===== Document excerpt

Are You a Cowardly Lyin’?
Doing what you are afraid of, so you can do what you want
What causes the ongoing persistence of any problem – like recurrent anger at expectations not being met – is trying to avoid certain sensations in your body.
The best instrument for avoiding life is a machine we call a Distracter Tractor—your very own MIND.
When you experience an experience it comes and goes. When you resist, it persists.
Your mind is often an instrument of resistance. You use your mind to try to walk away and forget feelings of hurt, anger, embarrassment, guilt, shame, etc. that give you a “bad feeling”. Your mind tells you if you let yourself experience what you don’t want to experience more, it will only get worse. So you jump to figuring feelings out rather than being with them.
Your mind likes to figure things out at a distance, and help you avoid discomfort.
Your mind is not always your best friend.
And there is an additional problem...
When you avoid going to completion with feelings, when you avoid experiencing the sensations in your body that you don’t like, (the ones that come from dealing directly with hurt by, or love of, or anger at, some other person), that avoidance itself causes you to keep re-creating the same troubles in other relationships.
So, for example, If you are a control freak, you try to prevent bad feelings happening again by making your children or employees or spouse behave. And you can bullshit yourself and others in dozens of other ways to avoid having certain physical experiences.
The cowardly mind comes up with distractions on a moment-to-moment basis because it predicts that if the experience goes to completion it will be worse for you. That is almost never true.
Inhibit your inhibitor!
The second yoga sutra by Patanjali, written almost 5000 years ago, defines the purpose of all Yoga (including all of the kinds of Yoga there are in the world):
“The objective of all Yoga is to bring about an inhibition of the modifications of the mind.” (Modifications of the mind are thoughts, categories, evaluations, comparisons, stories, meaning making, etc.) The sutra says to inhibit them. Not ignore them. Not stop them. Not overcome the mind. Not conquer it. Just stutter step the sonofabitch now and again! So reality can peep through in spite of the machinations of your mind!
Me and Pat both know, if you just inhibit the damned thing now and again for a while—it takes the “dys” right out of dysfunctional! You inhibit the inhibitor! It’s like a hiccup interrupting a hiccup as a mode of travel!
Inhibiting the inhibition takes you in seconds to letting sensations formerly interrupted to be there and for you to be with them while they increase, decrease, fade and go to completion! You go from piss to bliss! Shit to Shinola! Crap to Creativity!
We resist letting experiences go to completion because of the cowardly Lyin’ mind!

==========
===== Material shown

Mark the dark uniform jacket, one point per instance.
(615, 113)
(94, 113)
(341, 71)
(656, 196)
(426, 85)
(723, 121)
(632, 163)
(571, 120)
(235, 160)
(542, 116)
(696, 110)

==========

Translate this sentence from the essay on resisting feelings into French: "Your mind likes to figure things out at a distance, and help you avoid discomfort."

Votre esprit aime comprendre les choses à distance et vous aider à éviter l'inconfort.